----- MATERIAL PROVIDED -----
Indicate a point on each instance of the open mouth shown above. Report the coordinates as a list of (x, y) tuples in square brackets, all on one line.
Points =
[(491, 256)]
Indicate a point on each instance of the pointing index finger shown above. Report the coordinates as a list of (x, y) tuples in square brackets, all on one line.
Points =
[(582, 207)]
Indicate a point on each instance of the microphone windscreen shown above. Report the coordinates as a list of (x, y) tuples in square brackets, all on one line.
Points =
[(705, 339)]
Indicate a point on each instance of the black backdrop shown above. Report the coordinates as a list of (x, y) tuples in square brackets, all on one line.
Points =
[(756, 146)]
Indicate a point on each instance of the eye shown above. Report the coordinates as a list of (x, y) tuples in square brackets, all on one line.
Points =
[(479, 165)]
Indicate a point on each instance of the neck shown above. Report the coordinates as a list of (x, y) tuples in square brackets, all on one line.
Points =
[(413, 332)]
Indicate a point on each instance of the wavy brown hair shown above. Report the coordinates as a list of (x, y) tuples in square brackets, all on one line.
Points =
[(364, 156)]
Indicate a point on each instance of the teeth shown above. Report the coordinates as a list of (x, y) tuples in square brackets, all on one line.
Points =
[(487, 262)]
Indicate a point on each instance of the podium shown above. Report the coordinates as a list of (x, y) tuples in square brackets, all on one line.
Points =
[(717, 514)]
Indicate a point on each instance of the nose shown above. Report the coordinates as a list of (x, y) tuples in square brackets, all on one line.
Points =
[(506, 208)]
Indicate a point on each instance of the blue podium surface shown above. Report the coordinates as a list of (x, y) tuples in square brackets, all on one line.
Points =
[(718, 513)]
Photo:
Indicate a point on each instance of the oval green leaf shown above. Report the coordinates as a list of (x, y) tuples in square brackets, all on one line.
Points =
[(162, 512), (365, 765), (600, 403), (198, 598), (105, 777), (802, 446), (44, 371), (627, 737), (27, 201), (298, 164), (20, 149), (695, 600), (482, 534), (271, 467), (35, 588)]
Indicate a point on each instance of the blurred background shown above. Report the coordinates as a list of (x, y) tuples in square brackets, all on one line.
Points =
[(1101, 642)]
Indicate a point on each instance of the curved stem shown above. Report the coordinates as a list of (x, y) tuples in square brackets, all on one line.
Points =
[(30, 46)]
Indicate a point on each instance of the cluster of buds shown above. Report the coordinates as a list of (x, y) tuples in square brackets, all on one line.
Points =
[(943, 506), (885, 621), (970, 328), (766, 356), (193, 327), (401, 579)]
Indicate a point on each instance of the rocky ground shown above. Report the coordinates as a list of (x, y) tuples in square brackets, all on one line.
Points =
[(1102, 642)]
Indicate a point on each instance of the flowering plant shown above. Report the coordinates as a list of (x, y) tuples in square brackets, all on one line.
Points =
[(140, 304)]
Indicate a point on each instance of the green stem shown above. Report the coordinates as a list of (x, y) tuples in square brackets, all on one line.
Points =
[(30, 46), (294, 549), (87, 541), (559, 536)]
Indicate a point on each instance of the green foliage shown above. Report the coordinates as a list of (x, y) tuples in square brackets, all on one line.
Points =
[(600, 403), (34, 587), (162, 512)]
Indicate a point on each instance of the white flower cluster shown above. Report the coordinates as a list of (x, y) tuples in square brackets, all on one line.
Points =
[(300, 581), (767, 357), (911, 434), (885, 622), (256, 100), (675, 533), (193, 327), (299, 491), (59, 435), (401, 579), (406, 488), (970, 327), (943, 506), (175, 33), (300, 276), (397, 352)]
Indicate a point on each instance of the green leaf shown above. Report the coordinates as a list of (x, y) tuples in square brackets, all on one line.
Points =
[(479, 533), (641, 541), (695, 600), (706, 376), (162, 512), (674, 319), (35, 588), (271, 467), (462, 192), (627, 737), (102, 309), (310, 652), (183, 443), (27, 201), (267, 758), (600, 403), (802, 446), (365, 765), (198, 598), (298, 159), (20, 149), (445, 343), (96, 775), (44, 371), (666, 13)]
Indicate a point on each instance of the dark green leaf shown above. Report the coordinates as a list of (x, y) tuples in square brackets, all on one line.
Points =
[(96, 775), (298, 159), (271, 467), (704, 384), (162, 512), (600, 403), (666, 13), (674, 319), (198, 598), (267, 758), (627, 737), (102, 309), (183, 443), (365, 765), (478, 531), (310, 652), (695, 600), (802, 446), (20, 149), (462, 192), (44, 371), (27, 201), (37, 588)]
-----
ASSIGNED TASK:
This exercise calls for the entries to be restated exactly.

SOLVED PROBLEM:
Indicate a point on each instance of the open mouth shown above. Report the coordinates as a list of (x, y) tuples in square brackets, all on one line.
Points =
[(491, 256)]
Indicate a point on each instance of the pointing index finger shown above. Report the coordinates as a list of (x, y) tuples in square brackets, all on one line.
Points =
[(582, 207)]
Indicate a point on each instance of the microphone windscreen shown above. Report the coordinates as a list of (x, y) tuples in square brackets, all on one line.
Points =
[(705, 339)]
Indicate a point on each instance of the black backdrop shown above. Report the coordinates as a list of (x, y) tuples in square brackets, all on one line.
Points =
[(756, 146)]
Indicate a point on each instance of the eye shown above. Report the coordinates as a list of (x, y) tuples in square brackets, all on one line.
Points =
[(479, 165)]
Indicate a point on each instance of the neck shown above. Report the coordinates as a list of (x, y) tuples in square brackets, all on one line.
Points =
[(413, 332)]
Indicate a point on each instance of the wavy brown hair shown above. Report the coordinates as a list of (x, y) tuples in square brackets, all on one line.
Points =
[(364, 156)]
Indicate a point on each instance of the teeth shown above. Report the coordinates as a list of (x, y) tuples in square brackets, all on one line.
Points =
[(487, 262)]
Indicate a point on each instance of the podium shown above. Report the coordinates as a list of (x, y) tuples in square brackets, all on one line.
Points =
[(717, 514)]
Indicate a point on each instance of the nose shown above. Report the coordinates as a list of (x, y) tuples in square brackets, all on one line.
Points =
[(506, 208)]
Indicate a point on each instance of the blue podium surface shown above. Report the coordinates as a list of (x, y) tuples in square brackets, all on one line.
Points =
[(718, 513)]
Photo:
Indicate a point on each instance of the oval green leaf shown above. Report the coordinates as a list of (x, y) tuples in square brackets, all on one line.
Points =
[(162, 512), (365, 765), (600, 403), (198, 598), (105, 777), (802, 446), (44, 371), (627, 737), (27, 201), (298, 164), (20, 149), (695, 600), (482, 534), (271, 467), (35, 588)]
Indicate a point on each instance of the blurred background shown above. Report the coordinates as a list of (x, y) tuples in square brackets, all on one line.
Points =
[(1101, 642)]
Indicate a point on each instance of the curved stem shown above. Report the coordinates as a list of (x, y) tuples in square brackets, all on one line.
Points =
[(30, 46)]
Indicate a point on each instance of the cluster of buds shown above. Report the coordinates as a list of (x, y) tuples in square brackets, all on one line.
Points =
[(943, 506), (885, 621), (970, 328), (766, 356), (193, 327), (401, 579)]
Indicate a point on each instance of the rocky ground shown above. Report the coordinates as a list of (x, y) tuples in square brackets, all on one line.
Points =
[(1102, 642)]
Indicate a point on each instance of the flowering plant shown above. Report the coordinates as a list of (x, y) tuples in square brackets, all on one line.
Points =
[(140, 304)]
Indicate a point on each instance of the green stem shown above. Report the coordinates as a list of (x, y) tuples in square brackets, all on one line.
Points =
[(30, 46), (294, 549), (87, 541), (559, 536)]
Indicate a point on each instance of the green foliage shown above. Report the coordinates as a list of (x, y) tuples in square brackets, all on one line.
Points =
[(600, 403), (34, 587), (162, 512)]
Indicate a point on each instance of the white flower cluster shown above. Report the coordinates as a list of (x, y) tuples in square brackets, all on one line.
Points =
[(300, 581), (767, 357), (911, 434), (885, 622), (256, 100), (675, 533), (193, 327), (299, 491), (59, 435), (401, 579), (406, 488), (970, 327), (943, 506), (175, 33), (300, 276), (397, 352)]
Indicate a point on each instance of the green leaf shown above. Report the coordinates as a list of (x, y) tuples in square brackets, all on one line.
Points =
[(479, 533), (641, 541), (695, 600), (706, 376), (162, 512), (674, 319), (35, 588), (271, 467), (462, 192), (627, 737), (102, 309), (310, 652), (183, 443), (27, 201), (267, 758), (600, 403), (802, 446), (365, 765), (198, 598), (298, 159), (20, 149), (445, 343), (96, 775), (44, 371), (666, 13)]
Indicate a point on each instance of the dark green leaf shown above. Report the coordinates as a list of (x, y) tuples in square brackets, all on one line.
Points =
[(96, 775), (298, 159), (271, 467), (704, 384), (162, 512), (600, 403), (666, 13), (674, 319), (198, 598), (267, 758), (627, 737), (102, 309), (183, 443), (365, 765), (478, 531), (310, 652), (695, 600), (802, 446), (20, 149), (462, 192), (44, 371), (27, 201), (37, 588)]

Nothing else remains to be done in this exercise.